### PAGE EXCERPT

● ● ● ● ●

# Hello from Wiltshire!



## iestynl (Nov 8, 2013)

In all honesty I'm on here trying to sell my Quickmill Andreja Premium machine. I've used this forum for info quite a lot over the years but never felt the need to contribute (mainly because I'm not much of an expert). Didn't realise when I joined and posted in the classifieds that there were restrictions based on post count. Am now in the slightly weird position of having posted an ad, had a reply, and unable to respond!


----------



## Mrboots2u (May 10, 2013)

Perhaps reading the sales thread guidelines might have helped ..... Plus building up a bit of rapport with the people your trying to sell to ....


----------



## Neill (Jun 26, 2013)

Hey there. Tell us a bit about your current set up. Welcome to the forum.


----------



## Daren (Jan 16, 2012)

You might have been better off introducing yourself with a bit of background before advertising your stuff. It's a coffee forum - not a market place. It doesn't take long to build your post count up with a few pleasantries.

Welcome! Tell us about yourself.... What machine have you got and why have you only been a lurker??


----------



## coffeechap (Apr 5, 2012)

iestynl said:


> In all honesty I'm on here trying to sell my Quickmill Andreja Premium machine. I've used this forum for info quite a lot over the years but never felt the need to contribute (mainly because I'm not much of an expert). Didn't realise when I joined and posted in the classifieds that there were restrictions based on post count. Am now in the slightly weird position of having posted an ad, had a reply, and unable to respond!


Restrictions are there for a reason, people buy from trusted members on here, not just people who jump on here to save eBay fees, if you have had a response to selling your machine ( which I cannot see anywhere ) that breaches the other selling rules, perhaps you should have introduced yourself and done a little more contributing first.


----------

● ● ● ● ●

### TASKS FOR THIS EXERCISE
- a) Return the stretch of the forum thread from "## iestynl (Nov" through "sell to ....", copied word for word.
- b) In the forum thread, which machine is iestynl trying to sell?

● ● ● ● ●

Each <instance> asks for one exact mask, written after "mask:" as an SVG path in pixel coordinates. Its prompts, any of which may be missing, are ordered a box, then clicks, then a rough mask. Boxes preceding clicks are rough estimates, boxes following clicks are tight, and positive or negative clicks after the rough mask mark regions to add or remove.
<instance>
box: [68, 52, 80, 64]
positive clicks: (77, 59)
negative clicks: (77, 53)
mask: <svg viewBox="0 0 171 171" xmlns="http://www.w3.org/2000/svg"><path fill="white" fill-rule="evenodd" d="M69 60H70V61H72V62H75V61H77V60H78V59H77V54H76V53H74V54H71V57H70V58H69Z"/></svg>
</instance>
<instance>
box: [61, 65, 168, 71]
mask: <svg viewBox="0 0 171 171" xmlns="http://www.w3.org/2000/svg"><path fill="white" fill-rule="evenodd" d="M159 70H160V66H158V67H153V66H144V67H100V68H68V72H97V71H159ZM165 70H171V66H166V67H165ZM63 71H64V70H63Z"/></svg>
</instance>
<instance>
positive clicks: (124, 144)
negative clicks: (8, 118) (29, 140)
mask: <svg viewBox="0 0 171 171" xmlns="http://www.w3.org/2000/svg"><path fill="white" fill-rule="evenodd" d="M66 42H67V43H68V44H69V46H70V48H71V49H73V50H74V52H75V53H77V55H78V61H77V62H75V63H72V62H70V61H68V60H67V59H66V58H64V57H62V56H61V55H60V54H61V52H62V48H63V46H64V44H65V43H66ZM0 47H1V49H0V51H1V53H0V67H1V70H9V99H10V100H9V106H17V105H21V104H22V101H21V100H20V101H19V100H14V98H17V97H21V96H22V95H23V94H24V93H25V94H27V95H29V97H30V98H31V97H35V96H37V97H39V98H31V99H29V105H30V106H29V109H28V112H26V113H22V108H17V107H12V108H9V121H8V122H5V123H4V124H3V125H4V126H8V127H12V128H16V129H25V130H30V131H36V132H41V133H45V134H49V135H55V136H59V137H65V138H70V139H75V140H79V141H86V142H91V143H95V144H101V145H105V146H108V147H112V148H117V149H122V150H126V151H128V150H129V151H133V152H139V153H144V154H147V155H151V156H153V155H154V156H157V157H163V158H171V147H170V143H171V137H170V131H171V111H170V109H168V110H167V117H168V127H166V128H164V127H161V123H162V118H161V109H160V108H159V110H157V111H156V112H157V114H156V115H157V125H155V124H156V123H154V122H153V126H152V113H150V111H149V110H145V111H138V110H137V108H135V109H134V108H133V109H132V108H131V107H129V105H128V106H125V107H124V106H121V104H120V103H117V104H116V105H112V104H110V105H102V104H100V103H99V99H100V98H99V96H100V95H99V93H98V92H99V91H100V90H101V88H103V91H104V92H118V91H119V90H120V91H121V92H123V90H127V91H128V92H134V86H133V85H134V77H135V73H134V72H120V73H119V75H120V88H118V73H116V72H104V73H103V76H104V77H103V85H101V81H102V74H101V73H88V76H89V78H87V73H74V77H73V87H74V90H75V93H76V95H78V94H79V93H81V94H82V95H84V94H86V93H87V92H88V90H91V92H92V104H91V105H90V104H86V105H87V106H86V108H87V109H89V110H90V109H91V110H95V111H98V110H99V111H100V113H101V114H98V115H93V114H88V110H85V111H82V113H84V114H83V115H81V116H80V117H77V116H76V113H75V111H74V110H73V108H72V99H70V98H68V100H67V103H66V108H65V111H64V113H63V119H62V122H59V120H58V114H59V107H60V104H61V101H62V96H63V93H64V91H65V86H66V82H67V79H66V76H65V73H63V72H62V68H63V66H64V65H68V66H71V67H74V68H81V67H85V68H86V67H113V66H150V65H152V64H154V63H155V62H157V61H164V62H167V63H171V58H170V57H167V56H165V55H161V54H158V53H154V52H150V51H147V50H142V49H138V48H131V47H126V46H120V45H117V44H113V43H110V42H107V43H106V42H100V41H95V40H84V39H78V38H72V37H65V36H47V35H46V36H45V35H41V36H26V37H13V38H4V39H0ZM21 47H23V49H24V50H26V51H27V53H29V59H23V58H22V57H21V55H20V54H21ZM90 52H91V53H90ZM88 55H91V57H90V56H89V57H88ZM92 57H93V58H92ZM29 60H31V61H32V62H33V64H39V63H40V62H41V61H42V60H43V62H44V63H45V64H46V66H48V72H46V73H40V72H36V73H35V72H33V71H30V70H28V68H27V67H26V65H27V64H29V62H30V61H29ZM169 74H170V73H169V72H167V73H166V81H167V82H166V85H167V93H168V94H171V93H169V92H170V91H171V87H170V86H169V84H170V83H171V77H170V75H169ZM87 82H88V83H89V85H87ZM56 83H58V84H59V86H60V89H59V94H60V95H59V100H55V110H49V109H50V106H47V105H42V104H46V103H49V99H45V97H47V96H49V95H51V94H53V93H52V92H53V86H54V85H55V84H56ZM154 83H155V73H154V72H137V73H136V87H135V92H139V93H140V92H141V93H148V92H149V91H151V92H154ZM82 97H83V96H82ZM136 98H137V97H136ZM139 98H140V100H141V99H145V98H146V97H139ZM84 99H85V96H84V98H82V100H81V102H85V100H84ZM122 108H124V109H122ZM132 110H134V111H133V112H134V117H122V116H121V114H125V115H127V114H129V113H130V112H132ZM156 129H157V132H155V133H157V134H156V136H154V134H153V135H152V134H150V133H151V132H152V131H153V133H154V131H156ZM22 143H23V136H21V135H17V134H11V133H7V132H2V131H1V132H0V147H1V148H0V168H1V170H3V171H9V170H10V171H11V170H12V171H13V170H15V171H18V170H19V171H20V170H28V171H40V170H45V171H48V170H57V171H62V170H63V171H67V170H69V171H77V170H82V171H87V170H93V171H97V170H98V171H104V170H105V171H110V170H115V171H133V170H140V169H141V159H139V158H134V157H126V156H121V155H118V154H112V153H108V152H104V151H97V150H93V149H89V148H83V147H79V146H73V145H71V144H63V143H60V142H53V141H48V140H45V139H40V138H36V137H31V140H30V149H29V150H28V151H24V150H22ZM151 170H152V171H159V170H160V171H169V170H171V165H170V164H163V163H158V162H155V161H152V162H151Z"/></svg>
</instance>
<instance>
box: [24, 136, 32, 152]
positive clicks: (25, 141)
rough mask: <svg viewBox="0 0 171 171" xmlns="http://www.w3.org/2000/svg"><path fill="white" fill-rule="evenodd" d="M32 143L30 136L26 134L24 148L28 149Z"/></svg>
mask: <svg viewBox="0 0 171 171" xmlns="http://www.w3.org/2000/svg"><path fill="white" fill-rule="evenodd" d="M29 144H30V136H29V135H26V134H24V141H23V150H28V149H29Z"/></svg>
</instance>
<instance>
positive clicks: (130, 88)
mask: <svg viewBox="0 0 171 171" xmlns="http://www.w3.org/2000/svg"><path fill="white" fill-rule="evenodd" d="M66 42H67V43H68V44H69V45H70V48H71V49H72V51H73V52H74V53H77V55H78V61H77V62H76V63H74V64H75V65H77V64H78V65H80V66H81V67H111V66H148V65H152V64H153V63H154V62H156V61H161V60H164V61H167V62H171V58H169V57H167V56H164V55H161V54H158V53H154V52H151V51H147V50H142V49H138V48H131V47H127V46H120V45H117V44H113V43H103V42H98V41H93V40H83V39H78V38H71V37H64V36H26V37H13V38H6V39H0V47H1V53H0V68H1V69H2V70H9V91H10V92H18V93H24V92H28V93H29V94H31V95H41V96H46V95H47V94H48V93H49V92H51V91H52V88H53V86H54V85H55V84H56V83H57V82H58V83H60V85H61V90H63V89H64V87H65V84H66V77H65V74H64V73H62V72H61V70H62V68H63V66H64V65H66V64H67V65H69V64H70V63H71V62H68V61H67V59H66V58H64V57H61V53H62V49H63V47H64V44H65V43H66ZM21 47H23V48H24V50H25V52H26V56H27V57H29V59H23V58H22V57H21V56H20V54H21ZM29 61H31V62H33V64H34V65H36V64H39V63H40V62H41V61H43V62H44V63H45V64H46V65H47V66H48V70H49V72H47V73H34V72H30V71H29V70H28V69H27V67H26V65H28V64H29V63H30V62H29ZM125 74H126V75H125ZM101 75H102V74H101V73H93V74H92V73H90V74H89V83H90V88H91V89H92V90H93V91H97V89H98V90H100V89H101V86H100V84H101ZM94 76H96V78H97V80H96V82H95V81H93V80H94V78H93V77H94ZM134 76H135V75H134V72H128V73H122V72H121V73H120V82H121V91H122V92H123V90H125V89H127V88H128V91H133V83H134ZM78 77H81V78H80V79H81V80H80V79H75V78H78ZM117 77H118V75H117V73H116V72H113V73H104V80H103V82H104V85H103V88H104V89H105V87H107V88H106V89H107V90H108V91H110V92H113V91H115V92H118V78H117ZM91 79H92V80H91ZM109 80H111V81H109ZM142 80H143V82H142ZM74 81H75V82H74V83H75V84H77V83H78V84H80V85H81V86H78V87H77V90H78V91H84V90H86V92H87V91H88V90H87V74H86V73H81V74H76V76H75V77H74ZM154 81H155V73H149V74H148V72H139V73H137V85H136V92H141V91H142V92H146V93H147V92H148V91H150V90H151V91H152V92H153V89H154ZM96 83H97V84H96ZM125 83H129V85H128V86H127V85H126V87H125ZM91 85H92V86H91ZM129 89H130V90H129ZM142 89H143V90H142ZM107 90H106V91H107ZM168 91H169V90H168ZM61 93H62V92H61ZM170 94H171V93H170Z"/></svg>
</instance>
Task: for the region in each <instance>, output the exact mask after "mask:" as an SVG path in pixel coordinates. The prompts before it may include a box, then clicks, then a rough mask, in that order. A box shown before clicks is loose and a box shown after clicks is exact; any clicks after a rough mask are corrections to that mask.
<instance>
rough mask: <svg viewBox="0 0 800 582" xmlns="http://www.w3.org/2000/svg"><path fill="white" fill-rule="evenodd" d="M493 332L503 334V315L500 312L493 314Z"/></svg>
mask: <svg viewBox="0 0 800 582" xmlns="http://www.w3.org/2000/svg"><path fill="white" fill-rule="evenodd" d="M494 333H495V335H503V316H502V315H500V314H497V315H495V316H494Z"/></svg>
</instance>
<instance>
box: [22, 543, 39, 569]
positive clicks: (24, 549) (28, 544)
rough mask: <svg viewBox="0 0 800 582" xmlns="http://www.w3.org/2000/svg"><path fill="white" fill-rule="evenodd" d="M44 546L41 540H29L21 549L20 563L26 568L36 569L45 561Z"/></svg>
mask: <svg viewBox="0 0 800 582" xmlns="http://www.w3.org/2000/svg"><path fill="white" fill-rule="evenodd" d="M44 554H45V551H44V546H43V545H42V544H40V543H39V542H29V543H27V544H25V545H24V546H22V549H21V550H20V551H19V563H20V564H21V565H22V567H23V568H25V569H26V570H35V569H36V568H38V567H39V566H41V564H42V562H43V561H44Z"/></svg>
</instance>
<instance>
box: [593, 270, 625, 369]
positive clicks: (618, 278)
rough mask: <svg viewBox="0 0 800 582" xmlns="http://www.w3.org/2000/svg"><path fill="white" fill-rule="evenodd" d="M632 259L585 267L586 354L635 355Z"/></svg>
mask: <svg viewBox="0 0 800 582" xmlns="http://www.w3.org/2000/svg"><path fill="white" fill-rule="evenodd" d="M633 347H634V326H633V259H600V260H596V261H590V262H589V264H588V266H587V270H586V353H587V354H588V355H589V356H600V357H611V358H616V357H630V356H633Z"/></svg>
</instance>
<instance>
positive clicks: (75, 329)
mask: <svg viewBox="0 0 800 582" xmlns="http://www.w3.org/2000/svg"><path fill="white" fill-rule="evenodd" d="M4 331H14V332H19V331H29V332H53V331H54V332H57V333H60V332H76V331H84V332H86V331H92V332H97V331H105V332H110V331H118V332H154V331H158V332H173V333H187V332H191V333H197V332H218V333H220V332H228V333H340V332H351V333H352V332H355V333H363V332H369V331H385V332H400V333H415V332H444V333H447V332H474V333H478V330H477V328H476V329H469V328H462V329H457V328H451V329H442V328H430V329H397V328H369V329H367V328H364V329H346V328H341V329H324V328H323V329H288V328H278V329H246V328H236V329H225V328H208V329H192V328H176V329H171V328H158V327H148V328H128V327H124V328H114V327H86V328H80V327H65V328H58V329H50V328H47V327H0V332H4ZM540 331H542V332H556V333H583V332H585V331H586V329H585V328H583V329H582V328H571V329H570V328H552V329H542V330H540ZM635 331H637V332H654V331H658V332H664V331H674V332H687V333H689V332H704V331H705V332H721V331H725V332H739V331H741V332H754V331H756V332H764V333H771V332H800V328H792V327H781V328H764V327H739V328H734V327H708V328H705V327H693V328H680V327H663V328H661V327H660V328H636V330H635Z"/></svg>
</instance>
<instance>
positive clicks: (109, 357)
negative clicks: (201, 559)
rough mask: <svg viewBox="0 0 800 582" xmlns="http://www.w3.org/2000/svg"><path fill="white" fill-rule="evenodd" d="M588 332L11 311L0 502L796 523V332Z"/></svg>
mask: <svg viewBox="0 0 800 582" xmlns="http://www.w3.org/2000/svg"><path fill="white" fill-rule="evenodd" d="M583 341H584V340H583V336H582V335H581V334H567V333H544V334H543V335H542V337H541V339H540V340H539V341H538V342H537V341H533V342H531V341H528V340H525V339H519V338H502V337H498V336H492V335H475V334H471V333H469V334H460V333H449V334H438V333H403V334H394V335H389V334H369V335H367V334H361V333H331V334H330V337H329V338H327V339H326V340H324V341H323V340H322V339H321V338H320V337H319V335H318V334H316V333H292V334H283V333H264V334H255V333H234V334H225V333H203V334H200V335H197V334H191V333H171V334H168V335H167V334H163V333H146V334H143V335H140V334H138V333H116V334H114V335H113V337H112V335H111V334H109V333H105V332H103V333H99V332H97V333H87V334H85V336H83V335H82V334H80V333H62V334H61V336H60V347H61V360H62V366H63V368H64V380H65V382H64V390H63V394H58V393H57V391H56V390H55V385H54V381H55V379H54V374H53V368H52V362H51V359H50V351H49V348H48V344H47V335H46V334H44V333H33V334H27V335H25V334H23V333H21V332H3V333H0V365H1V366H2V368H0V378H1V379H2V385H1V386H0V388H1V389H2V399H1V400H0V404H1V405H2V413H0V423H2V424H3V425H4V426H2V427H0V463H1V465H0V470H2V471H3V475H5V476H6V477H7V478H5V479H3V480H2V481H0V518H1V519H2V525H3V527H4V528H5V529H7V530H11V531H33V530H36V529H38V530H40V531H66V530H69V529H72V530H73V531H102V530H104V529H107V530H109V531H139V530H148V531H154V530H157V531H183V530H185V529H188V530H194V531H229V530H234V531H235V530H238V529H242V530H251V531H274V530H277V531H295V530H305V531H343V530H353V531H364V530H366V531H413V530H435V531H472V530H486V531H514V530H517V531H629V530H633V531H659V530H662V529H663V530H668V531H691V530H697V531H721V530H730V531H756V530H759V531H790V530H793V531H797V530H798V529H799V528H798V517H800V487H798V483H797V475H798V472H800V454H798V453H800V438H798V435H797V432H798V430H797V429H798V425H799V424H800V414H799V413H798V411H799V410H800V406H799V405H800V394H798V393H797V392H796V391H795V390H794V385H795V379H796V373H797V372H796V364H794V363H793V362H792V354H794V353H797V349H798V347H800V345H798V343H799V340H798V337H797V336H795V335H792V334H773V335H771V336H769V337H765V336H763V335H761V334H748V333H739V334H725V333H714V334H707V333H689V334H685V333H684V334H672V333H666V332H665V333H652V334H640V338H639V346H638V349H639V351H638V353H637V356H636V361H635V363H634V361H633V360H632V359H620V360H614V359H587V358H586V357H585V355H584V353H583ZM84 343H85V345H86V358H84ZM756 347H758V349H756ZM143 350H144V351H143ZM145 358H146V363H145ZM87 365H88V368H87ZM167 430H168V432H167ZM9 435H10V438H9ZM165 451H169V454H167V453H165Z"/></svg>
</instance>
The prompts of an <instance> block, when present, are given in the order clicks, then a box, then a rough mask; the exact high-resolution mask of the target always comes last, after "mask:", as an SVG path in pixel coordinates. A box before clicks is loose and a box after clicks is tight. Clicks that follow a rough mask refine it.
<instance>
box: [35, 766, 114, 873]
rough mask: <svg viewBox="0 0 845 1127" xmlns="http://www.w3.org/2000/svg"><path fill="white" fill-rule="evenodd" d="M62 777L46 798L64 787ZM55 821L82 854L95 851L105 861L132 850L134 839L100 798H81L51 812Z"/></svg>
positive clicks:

● ● ● ● ●

### OUTPUTS FOR THE TASKS
- a)
## iestynl (Nov 8, 2013)

In all honesty I'm on here trying to sell my Quickmill Andreja Premium machine. I've used this forum for info quite a lot over the years but never felt the need to contribute (mainly because I'm not much of an expert). Didn't realise when I joined and posted in the classifieds that there were restrictions based on post count. Am now in the slightly weird position of having posted an ad, had a reply, and unable to respond!


----------



## Mrboots2u (May 10, 2013)

Perhaps reading the sales thread guidelines might have helped ..... Plus building up a bit of rapport with the people your trying to sell to ....

- b) A Quickmill Andreja Premium machine.